Entnimm die Zeilen vom Anfang der Einträge bis einschließlich der Zeile mit „130L109 133L121 139L128“ und gib sie unverändert wieder. Lass die Bilder dabei weg.

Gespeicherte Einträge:
^^^^
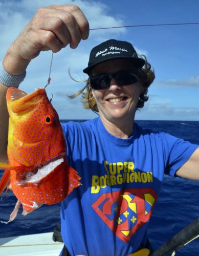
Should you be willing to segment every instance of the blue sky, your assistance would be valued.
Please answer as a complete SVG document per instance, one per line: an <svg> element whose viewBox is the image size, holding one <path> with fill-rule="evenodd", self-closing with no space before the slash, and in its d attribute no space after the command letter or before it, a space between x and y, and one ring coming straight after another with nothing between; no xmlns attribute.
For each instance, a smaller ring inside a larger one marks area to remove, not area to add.
<svg viewBox="0 0 199 256"><path fill-rule="evenodd" d="M9 46L40 7L74 4L84 11L91 28L144 24L198 23L197 0L0 0L2 59ZM146 27L92 31L89 39L73 50L67 47L54 55L51 82L47 91L60 119L90 119L96 115L83 109L80 98L67 97L77 91L82 81L91 49L105 40L129 41L144 54L156 78L149 89L149 99L137 119L199 120L199 25ZM48 78L50 52L42 52L27 69L20 87L28 93L43 87Z"/></svg>

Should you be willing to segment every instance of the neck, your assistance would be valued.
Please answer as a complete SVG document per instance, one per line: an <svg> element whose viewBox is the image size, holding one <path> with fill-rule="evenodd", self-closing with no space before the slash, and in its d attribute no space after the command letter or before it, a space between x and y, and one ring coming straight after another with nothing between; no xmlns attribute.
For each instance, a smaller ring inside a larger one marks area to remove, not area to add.
<svg viewBox="0 0 199 256"><path fill-rule="evenodd" d="M106 130L109 133L121 139L128 139L134 132L134 118L132 117L130 120L116 120L112 121L106 119L103 116L100 119Z"/></svg>

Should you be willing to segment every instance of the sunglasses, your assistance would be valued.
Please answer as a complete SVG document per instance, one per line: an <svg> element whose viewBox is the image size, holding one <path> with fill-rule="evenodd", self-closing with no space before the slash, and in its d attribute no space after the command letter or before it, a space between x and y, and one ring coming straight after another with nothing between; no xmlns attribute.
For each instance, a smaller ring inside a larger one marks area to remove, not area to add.
<svg viewBox="0 0 199 256"><path fill-rule="evenodd" d="M114 74L101 74L90 78L90 83L92 89L102 90L108 88L111 80L114 78L119 86L128 86L138 81L138 70L120 70Z"/></svg>

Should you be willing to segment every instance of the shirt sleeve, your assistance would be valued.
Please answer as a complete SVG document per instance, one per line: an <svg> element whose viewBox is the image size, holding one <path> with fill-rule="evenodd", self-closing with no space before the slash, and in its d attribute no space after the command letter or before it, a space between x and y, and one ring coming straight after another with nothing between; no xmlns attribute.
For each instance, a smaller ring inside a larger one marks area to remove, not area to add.
<svg viewBox="0 0 199 256"><path fill-rule="evenodd" d="M198 145L167 134L164 134L164 148L167 156L165 173L176 177L176 172L187 162Z"/></svg>

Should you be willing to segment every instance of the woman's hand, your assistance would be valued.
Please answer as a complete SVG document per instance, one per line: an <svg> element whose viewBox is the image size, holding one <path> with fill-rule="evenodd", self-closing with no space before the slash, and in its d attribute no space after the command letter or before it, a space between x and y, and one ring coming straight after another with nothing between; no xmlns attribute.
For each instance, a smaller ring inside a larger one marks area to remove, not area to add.
<svg viewBox="0 0 199 256"><path fill-rule="evenodd" d="M75 49L87 38L89 25L79 8L73 5L52 5L39 9L8 49L4 69L22 74L41 51L57 52L70 45Z"/></svg>

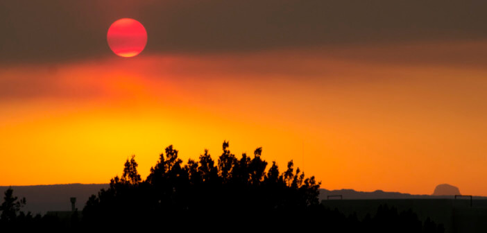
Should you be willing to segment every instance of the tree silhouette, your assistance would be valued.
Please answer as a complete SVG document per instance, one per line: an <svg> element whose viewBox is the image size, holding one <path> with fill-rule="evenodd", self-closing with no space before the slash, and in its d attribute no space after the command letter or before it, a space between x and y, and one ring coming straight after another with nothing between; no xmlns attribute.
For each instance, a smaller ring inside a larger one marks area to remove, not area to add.
<svg viewBox="0 0 487 233"><path fill-rule="evenodd" d="M229 148L224 141L216 162L205 150L198 160L189 159L183 164L178 151L170 145L145 180L132 156L125 162L121 178L112 178L110 188L89 198L83 225L87 230L181 226L188 231L314 230L318 225L343 232L443 230L429 220L422 225L411 211L398 213L387 206L379 207L376 216L368 215L363 221L357 214L345 216L327 209L318 203L321 183L314 176L305 177L292 160L280 172L275 161L267 168L261 147L253 157L243 153L239 158Z"/></svg>

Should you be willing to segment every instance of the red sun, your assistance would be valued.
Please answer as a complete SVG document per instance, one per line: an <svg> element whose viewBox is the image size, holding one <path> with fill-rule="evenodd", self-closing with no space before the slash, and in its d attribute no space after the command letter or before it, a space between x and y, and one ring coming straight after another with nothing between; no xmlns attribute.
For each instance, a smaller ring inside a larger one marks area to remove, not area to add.
<svg viewBox="0 0 487 233"><path fill-rule="evenodd" d="M107 33L108 46L115 54L130 58L140 53L147 44L147 32L135 19L123 18L115 21Z"/></svg>

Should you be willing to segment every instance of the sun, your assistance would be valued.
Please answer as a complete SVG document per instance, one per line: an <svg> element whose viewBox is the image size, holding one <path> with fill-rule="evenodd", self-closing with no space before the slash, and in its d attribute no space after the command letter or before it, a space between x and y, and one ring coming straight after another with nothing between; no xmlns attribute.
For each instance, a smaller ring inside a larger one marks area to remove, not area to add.
<svg viewBox="0 0 487 233"><path fill-rule="evenodd" d="M115 21L108 28L107 41L117 55L130 58L140 53L147 44L147 31L138 21L129 18Z"/></svg>

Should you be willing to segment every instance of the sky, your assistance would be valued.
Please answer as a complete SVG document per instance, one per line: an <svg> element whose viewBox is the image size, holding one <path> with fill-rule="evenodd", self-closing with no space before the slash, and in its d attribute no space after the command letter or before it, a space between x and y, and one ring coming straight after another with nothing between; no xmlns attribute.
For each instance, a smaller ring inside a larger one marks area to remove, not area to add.
<svg viewBox="0 0 487 233"><path fill-rule="evenodd" d="M262 146L321 188L487 196L485 1L0 1L0 185ZM121 18L144 51L114 54Z"/></svg>

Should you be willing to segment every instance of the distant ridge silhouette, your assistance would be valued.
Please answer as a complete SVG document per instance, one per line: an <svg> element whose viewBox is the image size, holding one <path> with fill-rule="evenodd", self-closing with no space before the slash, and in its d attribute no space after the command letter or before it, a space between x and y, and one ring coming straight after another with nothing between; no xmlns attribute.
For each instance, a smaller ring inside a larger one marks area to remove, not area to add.
<svg viewBox="0 0 487 233"><path fill-rule="evenodd" d="M71 209L69 198L76 197L76 207L83 209L88 198L96 194L101 189L106 189L110 184L66 184L32 186L12 186L15 195L25 197L27 205L22 208L24 212L45 214L48 211ZM8 186L0 186L0 193L3 193ZM399 192L376 190L372 192L359 191L354 189L328 190L320 189L319 199L326 200L327 196L342 195L343 199L431 199L452 198L452 196L411 195ZM474 199L487 199L484 196L474 196Z"/></svg>
<svg viewBox="0 0 487 233"><path fill-rule="evenodd" d="M343 199L356 199L356 200L366 200L366 199L443 199L443 198L454 198L455 194L447 195L414 195L409 193L403 193L399 192L388 192L382 190L376 190L371 192L359 191L354 189L339 189L339 190L328 190L325 189L320 189L320 200L326 200L328 196L339 196L341 195ZM457 194L459 195L459 194ZM475 196L474 199L487 199L487 197Z"/></svg>
<svg viewBox="0 0 487 233"><path fill-rule="evenodd" d="M76 197L76 207L83 209L88 198L105 189L108 184L66 184L31 186L12 186L15 196L25 197L27 203L22 210L33 214L44 214L48 211L68 211L71 209L69 198ZM9 186L0 186L3 193Z"/></svg>

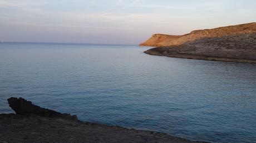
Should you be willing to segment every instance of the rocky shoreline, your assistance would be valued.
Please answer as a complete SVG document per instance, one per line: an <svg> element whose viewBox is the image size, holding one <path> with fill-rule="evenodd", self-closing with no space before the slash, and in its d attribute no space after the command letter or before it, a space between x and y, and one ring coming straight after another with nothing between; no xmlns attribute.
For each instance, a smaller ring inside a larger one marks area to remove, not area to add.
<svg viewBox="0 0 256 143"><path fill-rule="evenodd" d="M225 62L238 62L238 63L256 63L256 60L250 59L239 59L239 58L229 58L224 57L211 57L203 55L189 54L183 53L166 53L165 51L163 50L162 48L154 48L144 52L144 53L153 55L165 56L172 58L179 58L191 59L221 61Z"/></svg>
<svg viewBox="0 0 256 143"><path fill-rule="evenodd" d="M256 63L256 23L194 30L183 35L156 34L140 44L156 55Z"/></svg>
<svg viewBox="0 0 256 143"><path fill-rule="evenodd" d="M0 114L0 142L204 142L82 122L76 116L41 108L22 98L8 102L16 114Z"/></svg>

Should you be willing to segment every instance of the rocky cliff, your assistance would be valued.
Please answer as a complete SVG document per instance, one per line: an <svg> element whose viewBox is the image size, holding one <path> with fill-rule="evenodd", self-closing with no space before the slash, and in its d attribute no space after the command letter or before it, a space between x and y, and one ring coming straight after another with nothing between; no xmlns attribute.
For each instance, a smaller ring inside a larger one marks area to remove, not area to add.
<svg viewBox="0 0 256 143"><path fill-rule="evenodd" d="M194 30L183 35L154 34L145 53L171 57L256 63L256 23Z"/></svg>

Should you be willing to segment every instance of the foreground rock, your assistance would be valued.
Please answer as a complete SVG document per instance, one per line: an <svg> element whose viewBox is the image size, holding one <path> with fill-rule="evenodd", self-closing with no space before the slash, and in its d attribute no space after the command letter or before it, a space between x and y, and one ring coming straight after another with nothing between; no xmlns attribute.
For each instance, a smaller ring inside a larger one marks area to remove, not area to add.
<svg viewBox="0 0 256 143"><path fill-rule="evenodd" d="M183 35L154 34L141 46L157 55L256 63L256 23L199 30Z"/></svg>
<svg viewBox="0 0 256 143"><path fill-rule="evenodd" d="M8 101L13 104L12 101L18 101L19 104L28 104L32 108L36 106L31 106L27 103L29 101L23 100L12 99ZM26 115L0 114L0 142L202 142L166 134L74 121L61 116L50 118L41 116L41 114L40 116L35 116L37 114L28 115L24 110L19 111L17 107L13 108L17 113L24 113ZM53 110L50 111L52 113ZM45 115L45 111L43 113Z"/></svg>
<svg viewBox="0 0 256 143"><path fill-rule="evenodd" d="M44 117L58 118L73 120L77 120L76 115L62 114L55 111L41 108L33 105L22 98L10 98L8 100L9 106L15 111L16 114L25 116L36 115Z"/></svg>

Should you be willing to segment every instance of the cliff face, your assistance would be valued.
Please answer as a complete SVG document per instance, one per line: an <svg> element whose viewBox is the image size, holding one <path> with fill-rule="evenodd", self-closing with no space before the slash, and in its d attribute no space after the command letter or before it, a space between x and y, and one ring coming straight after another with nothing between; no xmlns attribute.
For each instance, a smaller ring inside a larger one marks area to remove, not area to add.
<svg viewBox="0 0 256 143"><path fill-rule="evenodd" d="M256 23L193 31L183 35L154 34L145 53L172 57L256 63Z"/></svg>

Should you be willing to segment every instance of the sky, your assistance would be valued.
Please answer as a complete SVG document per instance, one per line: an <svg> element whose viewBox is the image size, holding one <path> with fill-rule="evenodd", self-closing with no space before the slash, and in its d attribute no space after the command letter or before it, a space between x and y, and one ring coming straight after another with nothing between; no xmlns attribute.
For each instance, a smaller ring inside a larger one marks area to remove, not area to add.
<svg viewBox="0 0 256 143"><path fill-rule="evenodd" d="M253 22L255 0L0 0L0 41L137 44Z"/></svg>

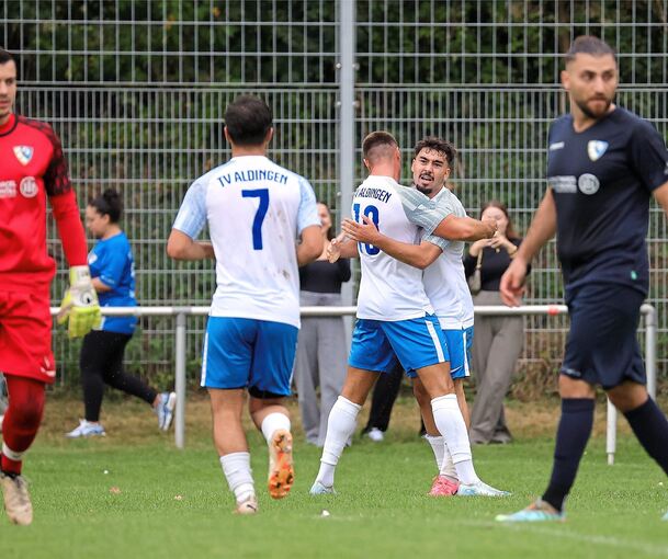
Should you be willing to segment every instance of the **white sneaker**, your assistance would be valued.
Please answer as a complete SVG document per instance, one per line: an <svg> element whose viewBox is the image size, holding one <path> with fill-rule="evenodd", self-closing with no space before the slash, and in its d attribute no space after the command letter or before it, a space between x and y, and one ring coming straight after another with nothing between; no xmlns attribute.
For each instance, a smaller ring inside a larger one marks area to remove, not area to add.
<svg viewBox="0 0 668 559"><path fill-rule="evenodd" d="M162 392L158 396L158 406L154 408L154 411L158 415L158 427L162 431L167 431L171 425L176 407L177 392Z"/></svg>
<svg viewBox="0 0 668 559"><path fill-rule="evenodd" d="M313 486L310 487L309 493L312 495L336 495L337 494L333 486L332 487L324 486L318 480L314 481Z"/></svg>
<svg viewBox="0 0 668 559"><path fill-rule="evenodd" d="M100 423L93 423L91 421L79 420L79 426L72 429L69 433L66 433L67 438L79 438L82 436L105 436L106 433L104 427Z"/></svg>
<svg viewBox="0 0 668 559"><path fill-rule="evenodd" d="M366 436L371 438L374 443L382 443L385 440L385 433L383 433L378 427L372 427Z"/></svg>
<svg viewBox="0 0 668 559"><path fill-rule="evenodd" d="M488 486L484 481L476 481L471 484L460 484L457 497L510 497L508 491L501 491Z"/></svg>
<svg viewBox="0 0 668 559"><path fill-rule="evenodd" d="M256 514L258 512L258 499L256 495L250 495L246 501L237 503L235 509L236 514Z"/></svg>
<svg viewBox="0 0 668 559"><path fill-rule="evenodd" d="M33 522L33 504L23 476L9 476L0 471L0 487L4 497L7 516L14 524L27 526Z"/></svg>

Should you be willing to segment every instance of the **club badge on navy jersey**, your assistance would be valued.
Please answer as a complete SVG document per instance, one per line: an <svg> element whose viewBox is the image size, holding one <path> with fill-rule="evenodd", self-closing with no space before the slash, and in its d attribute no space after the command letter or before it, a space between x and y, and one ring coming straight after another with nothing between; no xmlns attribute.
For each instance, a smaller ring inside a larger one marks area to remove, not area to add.
<svg viewBox="0 0 668 559"><path fill-rule="evenodd" d="M608 150L609 144L603 140L591 140L587 144L587 155L592 161L598 161Z"/></svg>
<svg viewBox="0 0 668 559"><path fill-rule="evenodd" d="M34 151L32 146L14 146L14 156L22 166L30 163Z"/></svg>

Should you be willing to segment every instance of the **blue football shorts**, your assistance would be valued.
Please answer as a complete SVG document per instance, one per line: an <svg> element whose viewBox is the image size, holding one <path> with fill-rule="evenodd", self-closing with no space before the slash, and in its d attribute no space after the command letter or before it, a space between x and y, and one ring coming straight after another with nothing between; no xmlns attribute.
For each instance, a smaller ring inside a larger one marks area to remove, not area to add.
<svg viewBox="0 0 668 559"><path fill-rule="evenodd" d="M587 284L566 290L570 330L561 374L613 388L625 380L646 384L637 342L645 296L615 284Z"/></svg>
<svg viewBox="0 0 668 559"><path fill-rule="evenodd" d="M456 330L443 330L448 353L450 354L450 375L452 378L471 376L471 346L473 345L473 327Z"/></svg>
<svg viewBox="0 0 668 559"><path fill-rule="evenodd" d="M201 385L247 388L256 398L290 396L297 333L297 328L282 322L210 317Z"/></svg>
<svg viewBox="0 0 668 559"><path fill-rule="evenodd" d="M433 315L396 321L358 319L348 364L389 373L397 358L405 370L450 361L443 331Z"/></svg>

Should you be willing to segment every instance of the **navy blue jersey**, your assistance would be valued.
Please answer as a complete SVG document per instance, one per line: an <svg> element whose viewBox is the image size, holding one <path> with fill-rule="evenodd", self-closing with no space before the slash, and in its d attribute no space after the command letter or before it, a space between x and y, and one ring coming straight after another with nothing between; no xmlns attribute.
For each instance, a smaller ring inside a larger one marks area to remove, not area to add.
<svg viewBox="0 0 668 559"><path fill-rule="evenodd" d="M98 277L110 292L99 293L101 307L135 307L135 261L124 232L98 241L88 255L92 277ZM136 317L104 317L100 330L132 334Z"/></svg>
<svg viewBox="0 0 668 559"><path fill-rule="evenodd" d="M566 287L616 283L646 294L649 197L668 182L668 151L654 126L621 107L581 133L562 116L550 128L547 182Z"/></svg>

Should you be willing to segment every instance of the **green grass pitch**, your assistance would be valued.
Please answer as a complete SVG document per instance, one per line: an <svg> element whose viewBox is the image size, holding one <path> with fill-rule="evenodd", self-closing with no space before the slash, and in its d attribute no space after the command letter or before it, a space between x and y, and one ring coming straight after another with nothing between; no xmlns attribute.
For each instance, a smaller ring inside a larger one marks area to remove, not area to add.
<svg viewBox="0 0 668 559"><path fill-rule="evenodd" d="M1 557L668 556L668 523L660 521L668 480L627 435L613 467L605 464L604 441L592 440L565 524L509 526L494 516L523 507L544 489L553 445L545 436L475 447L480 477L512 497L433 499L427 497L432 453L412 429L398 429L382 444L355 438L337 472L339 494L325 498L308 494L319 450L297 435L296 482L286 499L272 501L264 489L267 449L252 433L260 513L237 516L206 429L191 430L184 452L157 431L140 441L123 433L90 441L41 436L24 471L35 521L12 526L0 513Z"/></svg>

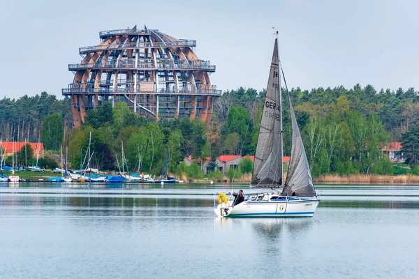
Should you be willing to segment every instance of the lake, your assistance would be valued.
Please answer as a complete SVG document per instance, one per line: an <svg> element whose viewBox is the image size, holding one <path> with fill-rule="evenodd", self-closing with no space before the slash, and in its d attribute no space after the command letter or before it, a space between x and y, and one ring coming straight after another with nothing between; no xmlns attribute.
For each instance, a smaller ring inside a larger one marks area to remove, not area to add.
<svg viewBox="0 0 419 279"><path fill-rule="evenodd" d="M234 219L214 193L248 185L112 187L0 184L0 277L419 277L418 186L318 186L312 218Z"/></svg>

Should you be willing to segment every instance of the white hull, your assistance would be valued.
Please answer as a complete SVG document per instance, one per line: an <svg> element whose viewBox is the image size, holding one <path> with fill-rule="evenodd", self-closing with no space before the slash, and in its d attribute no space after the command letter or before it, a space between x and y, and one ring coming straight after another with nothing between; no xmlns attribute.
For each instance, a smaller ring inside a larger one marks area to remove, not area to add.
<svg viewBox="0 0 419 279"><path fill-rule="evenodd" d="M272 194L265 194L270 199ZM281 197L281 200L246 200L233 206L233 201L220 204L214 211L224 217L313 217L320 199L299 197Z"/></svg>
<svg viewBox="0 0 419 279"><path fill-rule="evenodd" d="M63 178L63 181L64 181L64 182L73 182L73 179L70 176L64 177Z"/></svg>
<svg viewBox="0 0 419 279"><path fill-rule="evenodd" d="M17 175L10 175L8 177L9 182L19 182L20 178Z"/></svg>

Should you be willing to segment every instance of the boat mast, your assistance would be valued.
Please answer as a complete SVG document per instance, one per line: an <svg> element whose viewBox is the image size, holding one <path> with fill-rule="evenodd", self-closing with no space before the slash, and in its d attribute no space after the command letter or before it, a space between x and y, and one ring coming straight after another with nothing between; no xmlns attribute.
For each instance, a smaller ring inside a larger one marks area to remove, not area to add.
<svg viewBox="0 0 419 279"><path fill-rule="evenodd" d="M282 107L282 92L281 90L281 56L279 56L279 40L278 40L278 31L277 31L277 40L278 41L278 62L279 62L279 66L278 67L278 70L279 73L279 105L281 106L281 114L280 114L280 121L281 121L281 154L282 158L281 158L281 171L282 172L282 175L281 177L281 186L284 186L284 124L282 123L282 111L284 110Z"/></svg>

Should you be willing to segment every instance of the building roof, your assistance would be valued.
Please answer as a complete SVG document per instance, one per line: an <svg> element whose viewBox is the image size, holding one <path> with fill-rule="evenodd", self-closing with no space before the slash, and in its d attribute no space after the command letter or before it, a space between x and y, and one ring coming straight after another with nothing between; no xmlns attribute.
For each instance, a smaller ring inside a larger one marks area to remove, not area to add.
<svg viewBox="0 0 419 279"><path fill-rule="evenodd" d="M1 149L7 153L15 153L20 151L22 148L26 144L29 144L34 153L43 152L43 144L36 142L1 142ZM39 149L39 150L38 150Z"/></svg>
<svg viewBox="0 0 419 279"><path fill-rule="evenodd" d="M399 151L400 150L402 150L402 142L388 142L381 149L381 151Z"/></svg>
<svg viewBox="0 0 419 279"><path fill-rule="evenodd" d="M218 157L218 159L223 163L230 161L234 159L237 159L239 157L242 157L240 155L222 155Z"/></svg>

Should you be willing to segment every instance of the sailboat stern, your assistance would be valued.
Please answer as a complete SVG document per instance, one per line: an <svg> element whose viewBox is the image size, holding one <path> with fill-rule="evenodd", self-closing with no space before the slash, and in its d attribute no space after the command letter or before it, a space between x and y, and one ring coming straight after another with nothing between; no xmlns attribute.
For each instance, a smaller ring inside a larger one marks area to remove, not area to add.
<svg viewBox="0 0 419 279"><path fill-rule="evenodd" d="M316 197L286 197L276 194L257 194L250 199L235 205L222 206L214 210L219 217L251 218L300 218L313 217L320 199Z"/></svg>

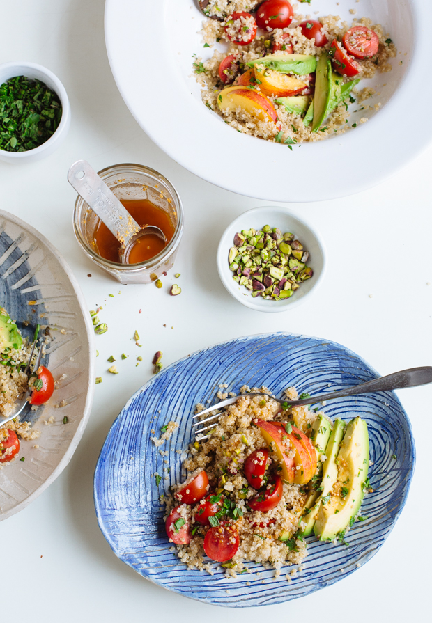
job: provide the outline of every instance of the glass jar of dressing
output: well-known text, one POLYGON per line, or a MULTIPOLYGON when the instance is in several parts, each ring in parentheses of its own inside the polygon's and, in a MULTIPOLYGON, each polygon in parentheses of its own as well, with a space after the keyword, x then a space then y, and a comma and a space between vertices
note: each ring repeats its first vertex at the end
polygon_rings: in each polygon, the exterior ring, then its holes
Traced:
POLYGON ((155 225, 166 242, 146 236, 131 249, 130 263, 121 264, 118 241, 78 196, 74 210, 78 242, 91 260, 121 283, 156 281, 173 267, 183 232, 183 208, 176 189, 157 171, 140 164, 116 164, 98 175, 139 225, 155 225))

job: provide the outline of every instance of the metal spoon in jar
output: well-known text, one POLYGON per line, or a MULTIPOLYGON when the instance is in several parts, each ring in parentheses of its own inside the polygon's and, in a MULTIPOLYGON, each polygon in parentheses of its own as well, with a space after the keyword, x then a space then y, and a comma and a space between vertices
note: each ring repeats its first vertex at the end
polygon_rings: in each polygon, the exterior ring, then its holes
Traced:
POLYGON ((165 235, 155 225, 140 227, 96 171, 85 160, 74 162, 68 181, 99 216, 120 242, 118 260, 129 264, 132 246, 144 236, 155 235, 167 242, 165 235))

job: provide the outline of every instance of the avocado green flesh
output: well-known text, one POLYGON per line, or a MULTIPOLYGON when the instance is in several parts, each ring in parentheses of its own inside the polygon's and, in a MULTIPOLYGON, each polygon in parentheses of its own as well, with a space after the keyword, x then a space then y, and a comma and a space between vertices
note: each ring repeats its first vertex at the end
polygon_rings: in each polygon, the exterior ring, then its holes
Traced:
POLYGON ((311 507, 311 512, 304 518, 306 528, 302 532, 305 537, 311 535, 314 530, 315 519, 322 506, 321 500, 323 497, 328 495, 333 488, 333 485, 337 480, 337 465, 336 464, 336 459, 337 458, 339 451, 339 444, 344 436, 344 429, 345 425, 341 420, 335 420, 333 425, 333 430, 330 433, 330 439, 325 448, 326 459, 323 465, 323 480, 321 481, 321 487, 323 491, 319 496, 316 498, 316 501, 311 507))
POLYGON ((307 109, 307 112, 304 115, 304 118, 303 119, 303 123, 307 127, 308 125, 310 125, 314 120, 314 100, 311 102, 309 104, 309 107, 307 109))
POLYGON ((309 98, 307 95, 293 95, 291 97, 279 97, 275 100, 275 102, 285 107, 288 113, 302 115, 309 107, 309 98))
POLYGON ((325 454, 325 450, 332 429, 332 423, 324 416, 318 416, 312 425, 311 441, 316 452, 318 461, 321 461, 321 456, 325 454))
POLYGON ((22 338, 15 322, 3 309, 0 314, 0 352, 5 348, 19 350, 22 345, 22 338))
POLYGON ((296 74, 306 76, 316 69, 316 58, 308 54, 268 54, 247 63, 248 67, 259 63, 281 74, 296 74))
POLYGON ((339 494, 332 496, 327 504, 321 505, 314 528, 315 535, 321 541, 335 539, 355 516, 363 500, 369 443, 367 425, 361 418, 351 420, 348 425, 337 460, 335 489, 339 494))
POLYGON ((327 117, 332 95, 332 62, 327 54, 320 56, 316 65, 314 123, 312 132, 317 132, 327 117))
^^^^
Schriftliche Lösung:
Should you be willing to segment every instance of the blue sky, your assistance would be valued.
Please answer as a complete SVG document per instance, one per line: an <svg> element whose viewBox is the image size, holding one <path> with fill-rule="evenodd", self-closing with no space before the slash, and in its d attribute no space after the command letter or before it, a space between x and y, and one ring coming straight after another with nothing between; no xmlns attribute.
For each instance, a smaller ring inside a larger one marks area to remove, not area to add.
<svg viewBox="0 0 199 256"><path fill-rule="evenodd" d="M9 46L40 7L74 4L84 11L91 28L144 24L198 23L197 0L0 0L2 59ZM146 27L92 31L89 39L73 50L67 47L54 55L51 82L47 91L60 119L90 119L96 115L83 109L80 98L67 97L77 91L82 81L91 49L105 40L129 41L144 54L156 78L149 89L149 99L137 119L199 120L199 25ZM48 78L50 52L42 52L27 69L20 87L28 93L43 87Z"/></svg>

Should you be willing to segment every instance of the neck, your assistance would be valued.
Please answer as a complete SVG document per instance, one per line: an <svg> element whose viewBox is the image size, holding one <path> with fill-rule="evenodd", self-closing with no space before the slash, and in its d attribute no space after the command letter or before it, a space between x and y, and one ring coming straight after another with nothing between; no xmlns attribute.
For each instance, a smaller ring inside a larger one marks area to remove, not area to add.
<svg viewBox="0 0 199 256"><path fill-rule="evenodd" d="M106 130L109 133L121 139L128 139L134 132L134 118L132 117L130 120L116 120L112 121L106 119L103 116L100 119Z"/></svg>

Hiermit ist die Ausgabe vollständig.